Saved entries
----------

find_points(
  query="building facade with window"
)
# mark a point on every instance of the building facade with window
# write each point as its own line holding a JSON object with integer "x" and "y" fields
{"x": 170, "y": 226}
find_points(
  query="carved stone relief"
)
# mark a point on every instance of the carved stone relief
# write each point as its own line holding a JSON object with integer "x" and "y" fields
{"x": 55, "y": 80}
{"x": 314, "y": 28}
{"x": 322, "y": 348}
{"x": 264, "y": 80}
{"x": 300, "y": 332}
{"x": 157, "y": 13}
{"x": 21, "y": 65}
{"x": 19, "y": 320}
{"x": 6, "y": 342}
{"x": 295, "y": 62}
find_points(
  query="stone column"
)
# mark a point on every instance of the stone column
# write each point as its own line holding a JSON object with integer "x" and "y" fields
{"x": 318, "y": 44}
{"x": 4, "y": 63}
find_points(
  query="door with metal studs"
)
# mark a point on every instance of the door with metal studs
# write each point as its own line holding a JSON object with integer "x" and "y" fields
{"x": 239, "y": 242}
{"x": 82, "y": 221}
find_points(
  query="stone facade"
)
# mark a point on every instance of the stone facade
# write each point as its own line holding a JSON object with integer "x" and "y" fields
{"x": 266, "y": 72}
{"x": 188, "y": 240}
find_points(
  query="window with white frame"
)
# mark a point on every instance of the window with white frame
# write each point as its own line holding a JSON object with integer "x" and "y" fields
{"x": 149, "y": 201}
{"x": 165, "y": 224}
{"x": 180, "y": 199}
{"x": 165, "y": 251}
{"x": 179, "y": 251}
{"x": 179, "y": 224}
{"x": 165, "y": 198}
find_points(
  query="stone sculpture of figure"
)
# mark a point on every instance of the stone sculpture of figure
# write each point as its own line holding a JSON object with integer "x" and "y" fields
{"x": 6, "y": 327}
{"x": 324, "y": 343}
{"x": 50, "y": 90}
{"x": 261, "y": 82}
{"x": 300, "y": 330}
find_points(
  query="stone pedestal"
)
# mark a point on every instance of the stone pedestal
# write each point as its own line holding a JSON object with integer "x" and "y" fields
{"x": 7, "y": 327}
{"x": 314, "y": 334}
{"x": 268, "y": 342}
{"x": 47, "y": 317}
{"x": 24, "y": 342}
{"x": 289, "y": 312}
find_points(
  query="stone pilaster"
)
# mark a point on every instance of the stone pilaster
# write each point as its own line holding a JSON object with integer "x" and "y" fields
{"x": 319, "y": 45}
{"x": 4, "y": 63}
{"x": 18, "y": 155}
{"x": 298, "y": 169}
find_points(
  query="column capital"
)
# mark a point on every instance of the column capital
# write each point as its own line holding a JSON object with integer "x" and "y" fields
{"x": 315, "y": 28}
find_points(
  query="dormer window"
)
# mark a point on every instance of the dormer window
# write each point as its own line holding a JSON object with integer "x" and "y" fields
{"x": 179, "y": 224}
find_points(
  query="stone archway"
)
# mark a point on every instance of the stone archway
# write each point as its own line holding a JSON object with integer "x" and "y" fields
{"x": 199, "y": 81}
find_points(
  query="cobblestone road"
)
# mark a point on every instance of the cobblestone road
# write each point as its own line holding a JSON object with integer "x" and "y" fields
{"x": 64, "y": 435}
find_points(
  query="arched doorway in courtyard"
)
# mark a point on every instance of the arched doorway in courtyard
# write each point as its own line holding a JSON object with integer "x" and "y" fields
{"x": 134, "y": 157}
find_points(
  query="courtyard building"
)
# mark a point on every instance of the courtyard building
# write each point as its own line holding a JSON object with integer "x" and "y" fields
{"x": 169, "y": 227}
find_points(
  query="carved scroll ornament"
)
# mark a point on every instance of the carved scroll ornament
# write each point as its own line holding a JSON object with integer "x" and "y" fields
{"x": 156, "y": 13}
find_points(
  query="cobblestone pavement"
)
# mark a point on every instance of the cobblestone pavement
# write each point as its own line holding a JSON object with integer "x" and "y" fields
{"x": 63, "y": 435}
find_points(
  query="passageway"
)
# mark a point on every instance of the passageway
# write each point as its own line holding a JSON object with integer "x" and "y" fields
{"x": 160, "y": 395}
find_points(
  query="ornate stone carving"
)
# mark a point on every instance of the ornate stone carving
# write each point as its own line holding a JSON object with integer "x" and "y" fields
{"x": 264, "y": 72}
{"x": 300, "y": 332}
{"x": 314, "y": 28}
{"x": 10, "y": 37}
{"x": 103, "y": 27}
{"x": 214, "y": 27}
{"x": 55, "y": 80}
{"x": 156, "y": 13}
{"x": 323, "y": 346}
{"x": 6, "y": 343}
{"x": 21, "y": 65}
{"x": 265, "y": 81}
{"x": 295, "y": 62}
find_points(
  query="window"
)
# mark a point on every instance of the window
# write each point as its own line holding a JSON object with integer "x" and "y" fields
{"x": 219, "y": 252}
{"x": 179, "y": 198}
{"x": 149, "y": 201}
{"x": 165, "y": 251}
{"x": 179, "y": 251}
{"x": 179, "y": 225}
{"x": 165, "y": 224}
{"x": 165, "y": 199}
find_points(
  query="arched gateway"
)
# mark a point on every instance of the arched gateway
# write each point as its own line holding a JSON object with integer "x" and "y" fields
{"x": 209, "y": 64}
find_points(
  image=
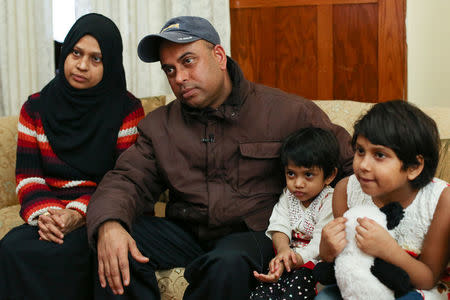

----------

#### Aim:
Tally the lines of the listing above that contain the string "building" with case counting, and give only that number.

#### The answer:
4